* Prompt 1:
In the Season 5 essay, set down everything from "In a lot of" down to "and some long-term." word for word.

* Text passage:
In a lot of ways, Season 5 is about plans. The making of them, the execution of them, the deviation from them. But it’s not just about plans in Season 5. It’s about plans from long ago, some short-term and some long-term.
And about how those plans – good and bad, successes and failures – become legacies.
Before I delve super deep into this, I’m going to warn you. I have a lot of thoughts. Like SO MANY. And they’ve been percolating since before 5x17. So, while I’m going to try to keep this as organized as possible, I’m not making any promises…
Oliver
“Felicity, before I met you, I had a plan. I had a way that I was gonna be.”
From the moment the Queen’s Gambit sank, Oliver had a plan. First, it was to survive, to honor his father’s sacrifice and to make it back to Starling City alive. Over time, that plan evolved, became more complicated – all before he ever stepped foot back in Starling City at the beginning of Season 1. It was hijacked, for better or worse, by Yao Fei, Shado, Slade, Ivo and Sara, Amanda Waller, Maseo, Amanda Waller (again), Reiter and Taina, Kovar, Anatoly, and finally by Talia. Survival transformed into a quest for justice, a determination to honor his father’s wishes and to save Starling City.
But Oliver’s plan wasn’t the only thing that changed. Oliver changed too. Surviving the sinking of the Queen’s Gambit, watching Sara disappear into the dark ocean, witnessing his father sacrifice himself and another would have been more than enough to change Oliver, to transform the careless and spoiled billionaire. But, for Oliver, that was only the beginning. Survival came at an immense cost. And those costs added up over time to a point where by the time Oliver arrived in Russia, he was having a really hard time seeing the forest through the trees.

* Prompt 2:
Extract everything from the start of the entries down to the line containing "0;505;37;575", and reproduce those lines with no changes.

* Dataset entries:
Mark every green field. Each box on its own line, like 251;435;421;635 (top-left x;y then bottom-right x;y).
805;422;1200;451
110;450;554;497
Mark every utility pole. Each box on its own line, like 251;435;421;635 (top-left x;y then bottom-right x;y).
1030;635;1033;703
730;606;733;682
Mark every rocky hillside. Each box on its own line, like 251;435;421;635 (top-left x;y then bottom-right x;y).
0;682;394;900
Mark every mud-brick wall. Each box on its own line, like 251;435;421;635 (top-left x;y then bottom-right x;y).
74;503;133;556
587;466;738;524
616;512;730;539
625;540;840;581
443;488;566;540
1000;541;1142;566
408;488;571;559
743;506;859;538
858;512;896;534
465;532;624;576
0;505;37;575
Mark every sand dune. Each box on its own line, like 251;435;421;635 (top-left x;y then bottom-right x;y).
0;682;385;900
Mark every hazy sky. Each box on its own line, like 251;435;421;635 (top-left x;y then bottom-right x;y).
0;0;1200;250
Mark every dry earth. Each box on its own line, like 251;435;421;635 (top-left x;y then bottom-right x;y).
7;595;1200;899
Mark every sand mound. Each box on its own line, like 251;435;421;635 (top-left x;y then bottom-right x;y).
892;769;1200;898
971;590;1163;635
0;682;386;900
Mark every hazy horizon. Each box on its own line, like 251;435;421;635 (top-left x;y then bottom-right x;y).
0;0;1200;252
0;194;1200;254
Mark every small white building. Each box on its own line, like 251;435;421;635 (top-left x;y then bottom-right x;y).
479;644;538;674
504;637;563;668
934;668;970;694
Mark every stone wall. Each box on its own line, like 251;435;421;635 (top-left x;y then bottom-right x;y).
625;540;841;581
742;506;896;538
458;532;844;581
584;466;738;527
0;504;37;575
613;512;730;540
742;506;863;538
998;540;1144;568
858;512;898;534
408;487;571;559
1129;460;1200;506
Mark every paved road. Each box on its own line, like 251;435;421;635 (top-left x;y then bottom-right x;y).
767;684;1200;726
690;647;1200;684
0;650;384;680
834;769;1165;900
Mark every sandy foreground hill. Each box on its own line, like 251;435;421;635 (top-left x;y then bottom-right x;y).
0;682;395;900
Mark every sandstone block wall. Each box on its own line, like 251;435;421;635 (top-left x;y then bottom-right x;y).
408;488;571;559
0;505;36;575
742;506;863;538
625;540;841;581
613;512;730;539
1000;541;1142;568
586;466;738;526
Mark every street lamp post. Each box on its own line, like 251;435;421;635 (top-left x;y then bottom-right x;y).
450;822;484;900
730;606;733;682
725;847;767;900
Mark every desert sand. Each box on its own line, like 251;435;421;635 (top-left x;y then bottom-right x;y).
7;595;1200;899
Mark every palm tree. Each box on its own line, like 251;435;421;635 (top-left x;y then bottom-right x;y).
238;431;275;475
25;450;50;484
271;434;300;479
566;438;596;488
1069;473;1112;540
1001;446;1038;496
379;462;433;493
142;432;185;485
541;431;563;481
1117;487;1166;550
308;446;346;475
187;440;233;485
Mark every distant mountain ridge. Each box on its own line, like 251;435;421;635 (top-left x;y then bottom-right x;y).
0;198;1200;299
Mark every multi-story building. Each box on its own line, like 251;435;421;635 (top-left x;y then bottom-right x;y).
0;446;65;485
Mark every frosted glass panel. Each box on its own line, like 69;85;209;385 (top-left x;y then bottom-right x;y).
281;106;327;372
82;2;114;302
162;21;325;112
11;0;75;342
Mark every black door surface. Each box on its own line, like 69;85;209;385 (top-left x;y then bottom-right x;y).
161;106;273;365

* Solution 1:
In a lot of ways, Season 5 is about plans. The making of them, the execution of them, the deviation from them. But it’s not just about plans in Season 5. It’s about plans from long ago, some short-term and some long-term.

* Solution 2:
Mark every green field. Each box on its own line, like 251;435;421;635 (top-left x;y then bottom-right x;y).
805;422;1200;451
110;450;554;497
Mark every utility pole. Each box on its own line, like 251;435;421;635 (top-left x;y then bottom-right x;y).
1030;635;1033;703
730;606;733;682
Mark every rocky hillside. Each box on its own line, like 251;435;421;635 (top-left x;y then bottom-right x;y).
0;682;394;900
Mark every mud-brick wall. Each box on its own line, like 251;435;421;635 (top-left x;y then bottom-right x;y).
74;503;133;556
587;466;738;524
616;512;730;539
625;540;840;581
443;488;566;540
1000;541;1142;566
408;488;571;559
743;506;859;538
858;512;896;534
465;532;624;576
0;505;37;575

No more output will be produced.